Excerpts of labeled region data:
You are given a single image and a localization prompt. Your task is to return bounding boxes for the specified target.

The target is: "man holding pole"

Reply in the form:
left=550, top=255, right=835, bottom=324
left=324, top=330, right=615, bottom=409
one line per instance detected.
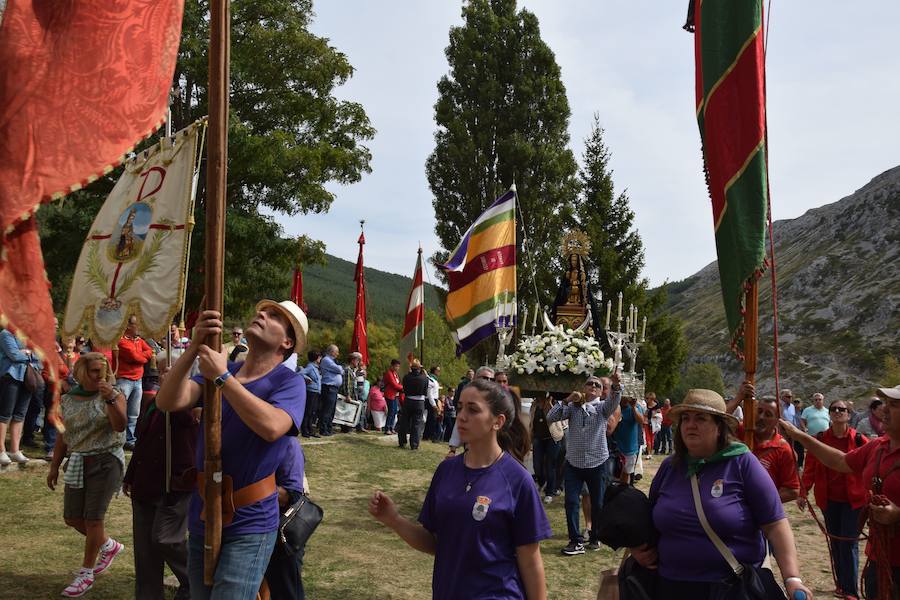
left=157, top=300, right=308, bottom=600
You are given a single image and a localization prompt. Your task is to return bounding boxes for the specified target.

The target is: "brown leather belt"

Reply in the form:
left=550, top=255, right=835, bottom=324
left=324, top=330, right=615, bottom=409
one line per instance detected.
left=197, top=471, right=276, bottom=525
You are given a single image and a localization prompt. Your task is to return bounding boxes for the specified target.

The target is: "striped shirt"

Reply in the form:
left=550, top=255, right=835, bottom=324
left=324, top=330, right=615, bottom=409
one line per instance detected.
left=547, top=390, right=622, bottom=469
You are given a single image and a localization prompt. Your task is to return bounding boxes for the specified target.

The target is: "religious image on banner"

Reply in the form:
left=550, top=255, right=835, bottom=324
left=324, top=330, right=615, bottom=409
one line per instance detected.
left=62, top=121, right=205, bottom=346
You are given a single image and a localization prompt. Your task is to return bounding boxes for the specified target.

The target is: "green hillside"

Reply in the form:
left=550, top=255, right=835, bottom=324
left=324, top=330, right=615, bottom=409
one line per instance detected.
left=303, top=255, right=444, bottom=328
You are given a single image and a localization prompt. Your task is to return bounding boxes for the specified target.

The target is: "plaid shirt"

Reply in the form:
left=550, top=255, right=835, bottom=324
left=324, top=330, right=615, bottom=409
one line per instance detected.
left=547, top=390, right=622, bottom=469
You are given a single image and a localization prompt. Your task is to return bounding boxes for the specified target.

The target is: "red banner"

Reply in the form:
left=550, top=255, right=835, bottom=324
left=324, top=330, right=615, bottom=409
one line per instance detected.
left=350, top=233, right=369, bottom=365
left=0, top=0, right=183, bottom=408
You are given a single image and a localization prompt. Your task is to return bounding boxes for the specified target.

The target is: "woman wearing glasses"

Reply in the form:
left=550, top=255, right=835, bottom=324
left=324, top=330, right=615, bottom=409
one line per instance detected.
left=797, top=400, right=869, bottom=598
left=369, top=379, right=552, bottom=600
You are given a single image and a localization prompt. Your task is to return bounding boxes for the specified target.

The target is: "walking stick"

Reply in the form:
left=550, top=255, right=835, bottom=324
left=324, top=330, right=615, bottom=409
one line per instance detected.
left=203, top=0, right=231, bottom=585
left=744, top=277, right=759, bottom=450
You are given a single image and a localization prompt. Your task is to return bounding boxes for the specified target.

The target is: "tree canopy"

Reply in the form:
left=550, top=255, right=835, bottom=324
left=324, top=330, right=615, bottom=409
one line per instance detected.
left=425, top=0, right=577, bottom=314
left=40, top=0, right=375, bottom=318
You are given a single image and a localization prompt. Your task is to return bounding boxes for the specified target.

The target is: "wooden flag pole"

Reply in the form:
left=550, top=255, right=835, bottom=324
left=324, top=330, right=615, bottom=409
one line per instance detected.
left=744, top=277, right=759, bottom=450
left=203, top=0, right=231, bottom=585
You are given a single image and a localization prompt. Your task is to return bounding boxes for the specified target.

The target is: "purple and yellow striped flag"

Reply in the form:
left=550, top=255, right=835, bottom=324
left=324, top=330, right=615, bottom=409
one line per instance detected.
left=694, top=0, right=769, bottom=356
left=440, top=186, right=516, bottom=356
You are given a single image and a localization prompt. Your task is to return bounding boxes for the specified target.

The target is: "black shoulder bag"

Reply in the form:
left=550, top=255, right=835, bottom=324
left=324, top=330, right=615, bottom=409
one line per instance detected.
left=691, top=475, right=787, bottom=600
left=278, top=494, right=325, bottom=556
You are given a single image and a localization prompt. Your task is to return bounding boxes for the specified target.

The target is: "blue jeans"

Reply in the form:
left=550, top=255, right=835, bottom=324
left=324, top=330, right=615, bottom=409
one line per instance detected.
left=319, top=383, right=337, bottom=435
left=563, top=462, right=606, bottom=543
left=22, top=385, right=47, bottom=444
left=384, top=398, right=400, bottom=431
left=188, top=531, right=278, bottom=600
left=824, top=500, right=861, bottom=596
left=653, top=425, right=675, bottom=454
left=116, top=379, right=144, bottom=444
left=531, top=438, right=559, bottom=496
left=0, top=374, right=31, bottom=423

→ What is expected
Retype all of the items above word for word, leaving out the pictures.

→ Task output
You are given a single image and a localization prompt. Your task is to return bounding boxes for the specified target.

The target is: "man holding pole"

Reply in the form:
left=550, top=255, right=835, bottom=324
left=324, top=330, right=615, bottom=409
one line per instance detected.
left=157, top=300, right=308, bottom=600
You are given a single image and a localization prompt. Your task is to return bounding boxes for the specified target.

The target is: "brown leather belt"

Reply in the form:
left=550, top=255, right=835, bottom=324
left=324, top=330, right=615, bottom=409
one line per instance detected.
left=197, top=471, right=276, bottom=525
You are given a single image and a localization prompt. Your task is to return bounding boxes for the specified target.

The target is: "striped shirt"

Reply in the form:
left=550, top=255, right=835, bottom=324
left=324, top=330, right=615, bottom=409
one line per instance detected.
left=547, top=390, right=622, bottom=469
You are given a single image and a localization prompt. Your task is to return bounding boxes for the specified target.

The target is: "religious image on banner"

Reply in the form:
left=550, top=255, right=835, bottom=324
left=324, top=330, right=615, bottom=409
one line per instance detected.
left=62, top=121, right=205, bottom=346
You are given a single image and a localization prompt. Your task is to return bounding boxes for the specified target.

The target is: "green hillside"

Reply in the form:
left=550, top=255, right=835, bottom=324
left=324, top=330, right=615, bottom=409
one line per instance detected.
left=303, top=255, right=444, bottom=328
You are given a single image and a localization prompt. Your task is to return bounding boxes for the specified target.

The target is: "plaid shirt"

Reply in the form:
left=550, top=255, right=835, bottom=324
left=324, top=330, right=615, bottom=409
one line per instance detected.
left=547, top=390, right=622, bottom=469
You are given a single image and a localization prompt. Your task is to return bounding boxes for the specified target.

The target is: "red banner"

Reply in the form:
left=550, top=255, right=835, bottom=324
left=324, top=330, right=615, bottom=409
one line per instance detected.
left=350, top=233, right=369, bottom=365
left=0, top=0, right=183, bottom=408
You are given a single image and a localization prompt. Your task is to return bounding boxes for the specified target.

The target is: "woman wearing glasses"

Reply in the form:
left=550, top=255, right=835, bottom=324
left=324, top=330, right=615, bottom=409
one line per instance detected.
left=797, top=400, right=869, bottom=598
left=369, top=379, right=552, bottom=600
You are given a single image and a localization prompt. Your task is to return bounding boxes for the specified target.

The target is: "walking stick"

Reply in the form:
left=550, top=255, right=835, bottom=324
left=324, top=330, right=615, bottom=409
one line per instance detected.
left=203, top=0, right=231, bottom=585
left=744, top=277, right=759, bottom=450
You are given a single image and a localization prompt. Your task is to return bounding boxes for the specified target.

The target is: "tree canopy"

Reply in the form:
left=550, top=255, right=835, bottom=324
left=324, top=330, right=615, bottom=409
one line per instance detected.
left=425, top=0, right=577, bottom=314
left=40, top=0, right=375, bottom=318
You are given a single image and a localization prompt. Your task is to return bounding boxes for the specified target.

The target is: "wooden flag pole"

Reply in the form:
left=550, top=255, right=835, bottom=324
left=324, top=330, right=615, bottom=409
one line per instance detected.
left=744, top=277, right=759, bottom=450
left=203, top=0, right=231, bottom=585
You are given a single image and a localization prompt. Your task is to return bounding boxes for the specified target.

The target is: "purple and yellow striped flag"

Reply in the form:
left=550, top=255, right=835, bottom=324
left=324, top=330, right=615, bottom=409
one line per instance detected.
left=694, top=0, right=769, bottom=356
left=440, top=186, right=516, bottom=356
You are given a single image and a localization prompt. Your task is to return bounding boxes for the specified target.

The target is: "black shoulder bag"

Reply in the form:
left=550, top=255, right=835, bottom=324
left=324, top=330, right=615, bottom=409
one line per instance detected.
left=691, top=475, right=787, bottom=600
left=278, top=494, right=325, bottom=556
You are given a single image and a localization prompt. Your task is to return bounding boxes for the specified target.

The target is: "blue jeans"

Reply in the form:
left=550, top=255, right=835, bottom=324
left=324, top=330, right=615, bottom=409
one line per instance detected.
left=319, top=383, right=337, bottom=435
left=563, top=462, right=606, bottom=543
left=22, top=385, right=47, bottom=444
left=384, top=398, right=400, bottom=431
left=188, top=531, right=278, bottom=600
left=824, top=500, right=861, bottom=596
left=653, top=425, right=675, bottom=454
left=116, top=379, right=144, bottom=444
left=531, top=438, right=559, bottom=496
left=0, top=374, right=31, bottom=423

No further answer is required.